##### Records for this task
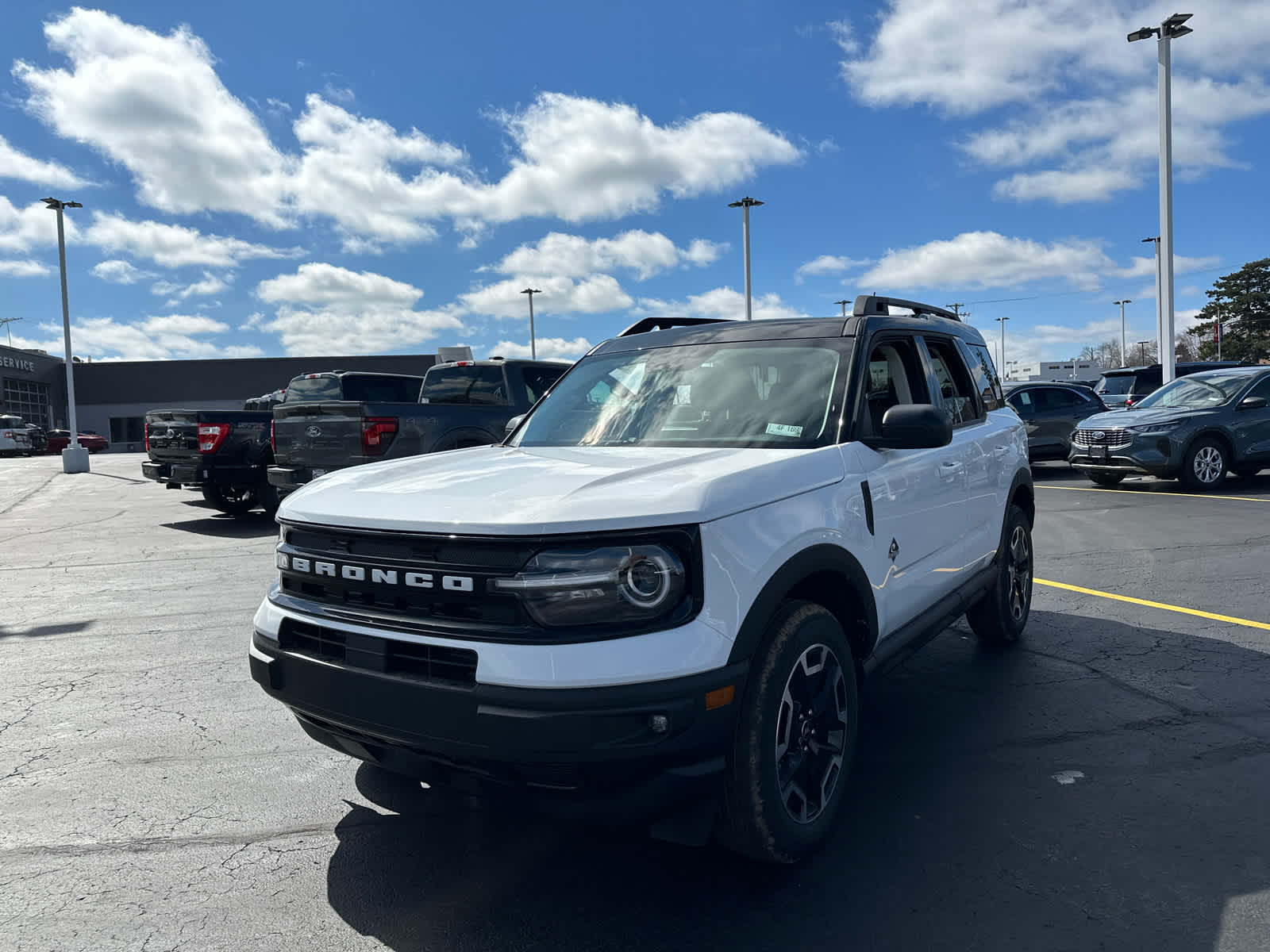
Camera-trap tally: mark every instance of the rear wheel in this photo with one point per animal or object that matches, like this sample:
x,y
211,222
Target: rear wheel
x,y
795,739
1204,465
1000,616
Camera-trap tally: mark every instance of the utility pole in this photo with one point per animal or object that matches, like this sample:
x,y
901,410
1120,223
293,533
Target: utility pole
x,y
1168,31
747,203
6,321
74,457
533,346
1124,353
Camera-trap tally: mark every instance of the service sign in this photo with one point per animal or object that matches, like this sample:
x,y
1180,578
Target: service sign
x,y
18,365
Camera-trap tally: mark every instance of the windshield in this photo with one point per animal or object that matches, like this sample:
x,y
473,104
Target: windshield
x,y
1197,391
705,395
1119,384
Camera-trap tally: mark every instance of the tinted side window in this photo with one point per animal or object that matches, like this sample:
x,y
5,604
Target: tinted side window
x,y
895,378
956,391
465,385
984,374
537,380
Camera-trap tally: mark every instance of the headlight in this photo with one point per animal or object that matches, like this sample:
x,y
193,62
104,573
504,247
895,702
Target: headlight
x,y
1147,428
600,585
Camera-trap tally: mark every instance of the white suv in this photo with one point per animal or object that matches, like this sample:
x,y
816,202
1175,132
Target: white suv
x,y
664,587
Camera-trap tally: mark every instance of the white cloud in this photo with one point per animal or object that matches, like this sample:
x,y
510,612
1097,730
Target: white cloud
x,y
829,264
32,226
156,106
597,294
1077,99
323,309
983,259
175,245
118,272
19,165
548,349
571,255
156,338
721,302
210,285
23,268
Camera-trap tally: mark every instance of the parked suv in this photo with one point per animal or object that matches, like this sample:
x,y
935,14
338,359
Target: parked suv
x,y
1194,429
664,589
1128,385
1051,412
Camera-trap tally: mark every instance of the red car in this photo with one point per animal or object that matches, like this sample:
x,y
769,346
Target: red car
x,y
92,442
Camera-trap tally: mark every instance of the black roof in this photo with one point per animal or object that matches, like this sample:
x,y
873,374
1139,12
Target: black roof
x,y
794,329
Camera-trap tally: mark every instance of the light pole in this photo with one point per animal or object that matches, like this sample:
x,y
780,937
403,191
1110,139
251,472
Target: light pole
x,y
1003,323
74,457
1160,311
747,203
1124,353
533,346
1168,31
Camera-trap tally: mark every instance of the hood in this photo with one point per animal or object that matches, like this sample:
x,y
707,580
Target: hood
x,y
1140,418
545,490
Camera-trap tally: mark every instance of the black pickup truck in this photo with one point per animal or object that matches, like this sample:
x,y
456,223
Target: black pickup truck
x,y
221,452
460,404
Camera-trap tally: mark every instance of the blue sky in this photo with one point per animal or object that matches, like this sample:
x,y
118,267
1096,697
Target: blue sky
##########
##### Records for this task
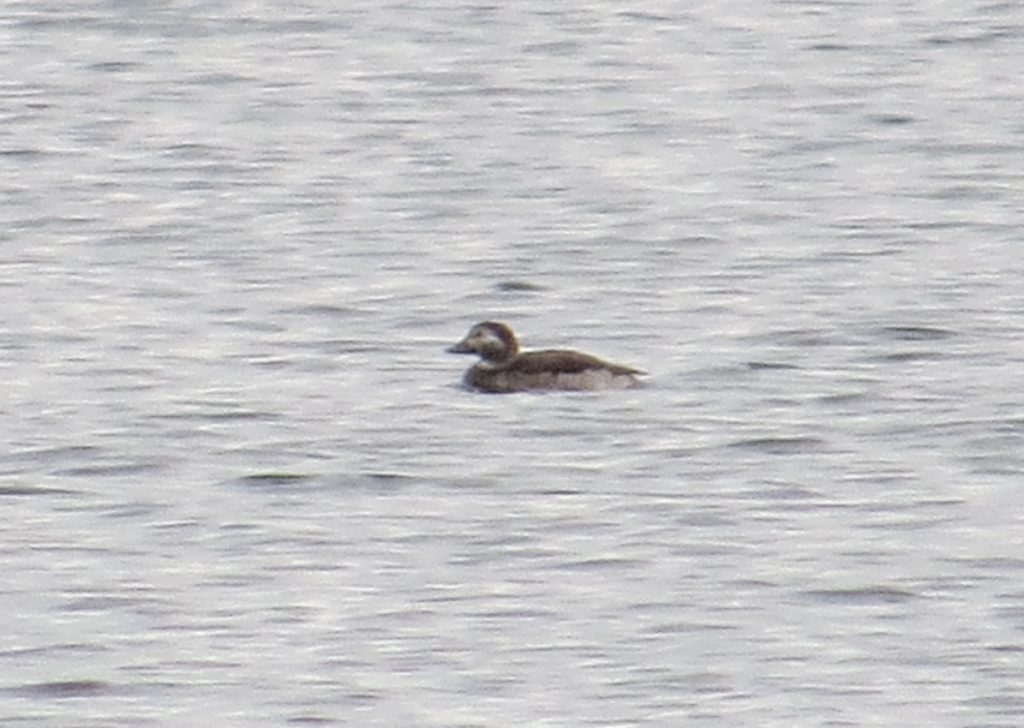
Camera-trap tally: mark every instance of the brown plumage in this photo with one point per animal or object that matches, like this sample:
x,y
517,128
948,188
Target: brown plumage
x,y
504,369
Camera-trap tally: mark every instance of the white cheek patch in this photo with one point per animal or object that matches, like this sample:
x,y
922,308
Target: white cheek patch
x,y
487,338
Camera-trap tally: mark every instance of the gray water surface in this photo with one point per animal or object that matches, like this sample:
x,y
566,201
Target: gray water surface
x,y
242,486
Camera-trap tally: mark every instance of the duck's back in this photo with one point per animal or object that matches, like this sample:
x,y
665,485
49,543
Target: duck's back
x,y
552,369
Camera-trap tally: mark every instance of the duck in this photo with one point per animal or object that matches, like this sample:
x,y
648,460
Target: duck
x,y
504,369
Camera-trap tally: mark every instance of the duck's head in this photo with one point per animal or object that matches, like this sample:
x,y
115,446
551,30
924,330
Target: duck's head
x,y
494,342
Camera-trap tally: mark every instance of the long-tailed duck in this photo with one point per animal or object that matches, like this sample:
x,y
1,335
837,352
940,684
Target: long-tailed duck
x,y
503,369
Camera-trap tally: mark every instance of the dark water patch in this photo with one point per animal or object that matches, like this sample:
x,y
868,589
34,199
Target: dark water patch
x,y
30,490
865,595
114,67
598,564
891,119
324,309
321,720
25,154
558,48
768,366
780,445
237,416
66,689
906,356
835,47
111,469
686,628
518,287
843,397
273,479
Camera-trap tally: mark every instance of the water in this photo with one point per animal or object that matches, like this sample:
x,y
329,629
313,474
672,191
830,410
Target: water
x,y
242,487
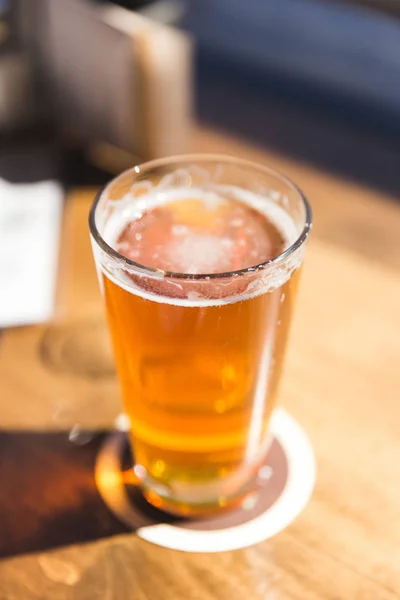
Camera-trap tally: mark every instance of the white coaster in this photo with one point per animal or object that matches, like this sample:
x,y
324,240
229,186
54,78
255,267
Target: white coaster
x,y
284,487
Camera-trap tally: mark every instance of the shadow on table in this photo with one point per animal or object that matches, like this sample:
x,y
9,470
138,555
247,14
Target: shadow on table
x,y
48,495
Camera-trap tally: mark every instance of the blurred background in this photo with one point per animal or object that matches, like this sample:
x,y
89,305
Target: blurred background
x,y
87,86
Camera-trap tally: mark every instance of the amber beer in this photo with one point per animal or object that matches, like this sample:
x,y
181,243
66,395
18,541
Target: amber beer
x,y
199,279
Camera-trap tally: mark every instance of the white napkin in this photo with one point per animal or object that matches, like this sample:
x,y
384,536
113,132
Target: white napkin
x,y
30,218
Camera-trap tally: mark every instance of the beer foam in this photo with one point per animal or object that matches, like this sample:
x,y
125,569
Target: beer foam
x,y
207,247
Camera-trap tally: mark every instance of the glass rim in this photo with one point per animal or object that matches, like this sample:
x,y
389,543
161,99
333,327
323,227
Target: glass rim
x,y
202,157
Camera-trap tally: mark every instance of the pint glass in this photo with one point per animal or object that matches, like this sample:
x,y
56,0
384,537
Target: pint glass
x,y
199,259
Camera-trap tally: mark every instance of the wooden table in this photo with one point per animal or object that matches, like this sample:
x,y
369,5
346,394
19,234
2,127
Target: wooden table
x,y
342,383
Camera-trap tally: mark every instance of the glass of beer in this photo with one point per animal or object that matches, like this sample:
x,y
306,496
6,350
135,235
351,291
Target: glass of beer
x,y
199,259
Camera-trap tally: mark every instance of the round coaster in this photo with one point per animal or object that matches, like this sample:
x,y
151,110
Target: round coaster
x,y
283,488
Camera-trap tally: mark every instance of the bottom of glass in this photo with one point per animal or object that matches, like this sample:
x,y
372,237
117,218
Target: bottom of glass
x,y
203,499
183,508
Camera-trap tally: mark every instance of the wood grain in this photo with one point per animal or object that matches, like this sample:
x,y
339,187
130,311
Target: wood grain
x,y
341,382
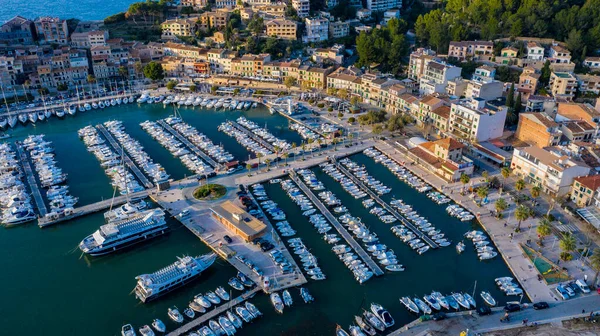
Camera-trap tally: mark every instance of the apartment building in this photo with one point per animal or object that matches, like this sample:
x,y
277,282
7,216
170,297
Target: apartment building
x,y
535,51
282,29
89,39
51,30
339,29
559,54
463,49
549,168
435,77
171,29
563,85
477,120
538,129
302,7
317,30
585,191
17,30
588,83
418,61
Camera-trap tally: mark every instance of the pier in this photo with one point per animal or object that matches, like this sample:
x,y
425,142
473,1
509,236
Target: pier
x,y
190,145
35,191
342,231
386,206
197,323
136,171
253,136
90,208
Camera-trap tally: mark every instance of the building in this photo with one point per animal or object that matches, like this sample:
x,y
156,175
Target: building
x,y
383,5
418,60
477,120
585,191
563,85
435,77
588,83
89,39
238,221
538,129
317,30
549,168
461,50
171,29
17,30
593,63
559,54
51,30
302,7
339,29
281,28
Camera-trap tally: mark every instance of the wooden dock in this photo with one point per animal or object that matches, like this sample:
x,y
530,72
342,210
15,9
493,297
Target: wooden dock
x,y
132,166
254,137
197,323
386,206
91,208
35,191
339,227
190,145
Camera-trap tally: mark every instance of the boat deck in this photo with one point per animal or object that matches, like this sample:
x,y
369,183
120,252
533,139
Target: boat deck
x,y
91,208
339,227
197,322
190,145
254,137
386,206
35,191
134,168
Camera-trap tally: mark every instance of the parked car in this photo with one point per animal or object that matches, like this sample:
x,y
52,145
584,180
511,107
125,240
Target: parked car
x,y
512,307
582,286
##########
**What is needed:**
List each line in the records above that contains the string "pint".

**Answer to this exercise:**
Camera-trap tally: mark every instance of the pint glass in this photo with one point per animal or object that matches, like this sample:
Target: pint glass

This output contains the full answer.